Top of EXCERPT TO READ

Identification of the extent of viable myocardium early after reperfusion is important in the management of patients and carries prognostic information (20). Because the return of regional contraction is delayed in a stunned myocardial wall, quantification of viable myocardium based on conventional wall motion analysis at rest is not reliable (21,22). Dobutamine echocardiography can identify the extent of salvageable myocardium (23,24), but it is based on the detection of wall motion abnormalities induced during demand ischemia. A parameter that could assess the extent of viable myocardium at rest would be preferable, particularly during the acute phase of myocardial infarction (MI).

The aim of this study was to evaluate changes that occur in pre-ejection myocardial velocities in normal, ischemic (but viable) and nonviable myocardium in a controlled experimental setting using high-spatial resolution offered by intracardiac ultrasound (25,26) combined with high-temporal resolution DMI.

	Methods

Top Abstract Methods Results Discussion Conclusions References

 
Animal preparation.   All animal experiments conformed to the "Position of the American Heart Association on Research Animal Use" and were approved by the Institutional Animal Care and Use Committee of the Mayo Clinic. Pigs weighing 40 kg to 50 kg were anesthetized with an infusion of Ketamine, Fentanyl and Amidate, intubated and mechanically ventilated with room air. A sternotomy was performed and the heart exposed in a pericardial cradle. All animals received intravenous heparin. Two epicardial bead markers were placed on the anterior LV wall: one in the anticipated ischemic zone and the other in the adjacent normal zone (Fig. 1). An intracardiac ultrasound catheter was placed into the LV cavity for repetitive ultrasound measurements from the normal and ischemic wall (described in the following text). Myocardial infarcts with varying transmural extents were induced by percutaneous transluminal coronary angioplasty balloon occlusion of the mid- or distal left anterior descending coronary artery (LAD) for 60 min to 120 min. Total occlusion was confirmed by angiography. Before balloon deflation, the site of the occlusion was marked by India ink injection on the epicardial surface. Reperfusion was allowed for 30 min.

Bottom of EXCERPT TO READ

SET OF TASKS =>
1. Answer these questions using the excerpt on viable myocardium:
(a) What weight range of pigs was used?
(b) For how long was reperfusion allowed?
(c) What technique was the high-spatial resolution of intracardiac ultrasound combined with?
2. From the excerpt on viable myocardium, quote the passage starting at "The aim of this" and ending at "high-temporal resolution DMI.".
3. Write what comes next in the excerpt on viable myocardium after reperfusion, beginning after its final sentence.
The entries that come after the text are not needed for this work.

Top of RECORDS SUPPLIED

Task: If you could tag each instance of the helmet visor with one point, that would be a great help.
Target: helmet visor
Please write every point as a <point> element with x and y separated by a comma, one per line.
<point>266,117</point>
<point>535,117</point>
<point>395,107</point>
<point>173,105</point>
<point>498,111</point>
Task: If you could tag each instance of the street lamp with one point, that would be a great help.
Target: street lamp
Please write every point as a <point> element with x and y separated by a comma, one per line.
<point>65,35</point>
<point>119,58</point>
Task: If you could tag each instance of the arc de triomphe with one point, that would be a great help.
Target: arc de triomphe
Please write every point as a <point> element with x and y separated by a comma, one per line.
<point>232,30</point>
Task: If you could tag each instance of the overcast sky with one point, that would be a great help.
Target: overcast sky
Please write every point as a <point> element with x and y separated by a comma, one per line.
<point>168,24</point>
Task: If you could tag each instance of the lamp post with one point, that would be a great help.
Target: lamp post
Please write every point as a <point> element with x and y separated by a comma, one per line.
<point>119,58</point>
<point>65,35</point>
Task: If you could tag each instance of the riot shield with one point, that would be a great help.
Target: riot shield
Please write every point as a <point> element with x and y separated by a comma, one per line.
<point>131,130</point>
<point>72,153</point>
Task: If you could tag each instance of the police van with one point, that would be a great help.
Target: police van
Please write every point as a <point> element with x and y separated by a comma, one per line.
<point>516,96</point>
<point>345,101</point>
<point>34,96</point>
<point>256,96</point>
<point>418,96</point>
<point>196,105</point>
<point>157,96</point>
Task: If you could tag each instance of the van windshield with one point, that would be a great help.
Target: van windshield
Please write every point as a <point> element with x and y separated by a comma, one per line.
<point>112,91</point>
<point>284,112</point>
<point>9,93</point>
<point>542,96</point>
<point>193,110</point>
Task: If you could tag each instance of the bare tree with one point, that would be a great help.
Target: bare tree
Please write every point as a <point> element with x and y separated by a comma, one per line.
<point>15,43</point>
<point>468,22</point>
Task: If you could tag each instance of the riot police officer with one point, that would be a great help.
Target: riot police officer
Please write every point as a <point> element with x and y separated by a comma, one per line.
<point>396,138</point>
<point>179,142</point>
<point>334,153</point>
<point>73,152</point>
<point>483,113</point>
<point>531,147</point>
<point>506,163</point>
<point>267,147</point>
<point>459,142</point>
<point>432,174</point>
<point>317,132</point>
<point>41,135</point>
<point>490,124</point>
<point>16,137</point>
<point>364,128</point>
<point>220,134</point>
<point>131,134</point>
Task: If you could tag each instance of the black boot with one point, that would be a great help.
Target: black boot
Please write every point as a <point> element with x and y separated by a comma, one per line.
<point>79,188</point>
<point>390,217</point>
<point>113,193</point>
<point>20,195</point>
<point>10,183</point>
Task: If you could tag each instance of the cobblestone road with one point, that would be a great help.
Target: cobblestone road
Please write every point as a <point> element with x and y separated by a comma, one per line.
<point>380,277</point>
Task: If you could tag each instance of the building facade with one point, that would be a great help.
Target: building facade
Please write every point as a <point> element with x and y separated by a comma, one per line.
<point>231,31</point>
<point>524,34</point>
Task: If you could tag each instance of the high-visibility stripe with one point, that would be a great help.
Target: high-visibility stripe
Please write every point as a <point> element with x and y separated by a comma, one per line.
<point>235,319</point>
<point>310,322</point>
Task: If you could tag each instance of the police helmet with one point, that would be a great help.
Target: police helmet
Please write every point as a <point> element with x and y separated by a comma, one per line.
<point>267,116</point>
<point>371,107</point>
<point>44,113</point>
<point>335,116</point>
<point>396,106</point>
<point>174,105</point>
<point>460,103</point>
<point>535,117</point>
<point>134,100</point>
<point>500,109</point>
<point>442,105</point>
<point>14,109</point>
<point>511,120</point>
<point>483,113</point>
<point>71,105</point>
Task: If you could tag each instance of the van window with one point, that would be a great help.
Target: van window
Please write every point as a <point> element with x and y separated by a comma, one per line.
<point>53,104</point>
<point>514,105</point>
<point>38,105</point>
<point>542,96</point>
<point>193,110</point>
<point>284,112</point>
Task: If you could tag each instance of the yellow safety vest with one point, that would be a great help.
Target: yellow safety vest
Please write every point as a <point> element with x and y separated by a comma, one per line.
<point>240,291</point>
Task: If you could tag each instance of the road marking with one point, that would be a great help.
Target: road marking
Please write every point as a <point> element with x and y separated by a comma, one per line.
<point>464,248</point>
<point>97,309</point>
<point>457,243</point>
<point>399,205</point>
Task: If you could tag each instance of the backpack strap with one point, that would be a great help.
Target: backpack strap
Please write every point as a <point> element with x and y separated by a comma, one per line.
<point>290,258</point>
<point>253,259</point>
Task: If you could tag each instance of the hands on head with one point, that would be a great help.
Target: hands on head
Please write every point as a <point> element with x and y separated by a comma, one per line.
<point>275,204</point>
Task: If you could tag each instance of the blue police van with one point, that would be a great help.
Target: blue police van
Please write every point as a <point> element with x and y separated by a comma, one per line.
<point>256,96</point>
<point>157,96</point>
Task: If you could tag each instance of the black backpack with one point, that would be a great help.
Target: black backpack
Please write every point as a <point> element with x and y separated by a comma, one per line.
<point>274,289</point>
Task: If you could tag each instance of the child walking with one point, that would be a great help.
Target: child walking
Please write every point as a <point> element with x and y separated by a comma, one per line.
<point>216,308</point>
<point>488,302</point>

Bottom of RECORDS SUPPLIED

RESPONSES BY TASK =>
1.
(a) 40 kg to 50 kg
(b) 30 min
(c) High-temporal resolution DMI

2.
The aim of this study was to evaluate changes that occur in pre-ejection myocardial velocities in normal, ischemic (but viable) and nonviable myocardium in a controlled experimental setting using high-spatial resolution offered by intracardiac ultrasound (25,26) combined with high-temporal resolution DMI.

3.
View larger version (41K): [in this window] [in a new window]   Figure 1 Schematic representation of the placement of the epicardial markers and intracardiac ultrasound interrogation plane. A and B = epicardial markers; AO = aorta; bc = percutaneous transluminal coronary angioplasty balloon catheter; ICE = intracardiac ultrasound catheter; LA = left atrium; LV = left ventricle; RV = right ventricle.

View larger version (72K): [in this window] [in a new window]   Figure 2 Cardiac specimen image and corresponding gray-scale and color Doppler myocardial imaging (DMI) images of the anterior wall from intracardiac echocardiography. (a) The cardiac specimen was sliced through the plane that included both epicardial markers (arrows) and double-stained with Evans blue and 2,3,5-triphenyltetrazolium chloride. Nonischemic myocardium is stained in blue, ischemic, but viable, myocardium in red and infarcted myocardium in yellow-white. The apex of the heart is toward the left, base of the heart toward right. The white lines correspond with the location of M-mode lines (or gate in pulsed DMI). The yellow polygon indicates the region of interest selected for analysis of the transmural extent of necrosis in the region (transmural extent of necrosis = 100 · number of white pixels / total number of pixels). (b) The corresponding gray scale image shows the location of the epicardial markers, helping in the registration of the gross pathology images with the DMI images. (c) Color DMI frame during ischemia shows tissue velocities during the isovolumic contraction (IVC) period. Note the high-positive velocities in the nonischemic myocardium and negative velocities in the ischemic myocardium. (d) Selected color DMI frame displaying tissue velocities during the ejection phase (at the time of the peak values). Note that the difference in tissue velocities between the normal and ischemic regions is less obvious than it is for IVC tissue velocities.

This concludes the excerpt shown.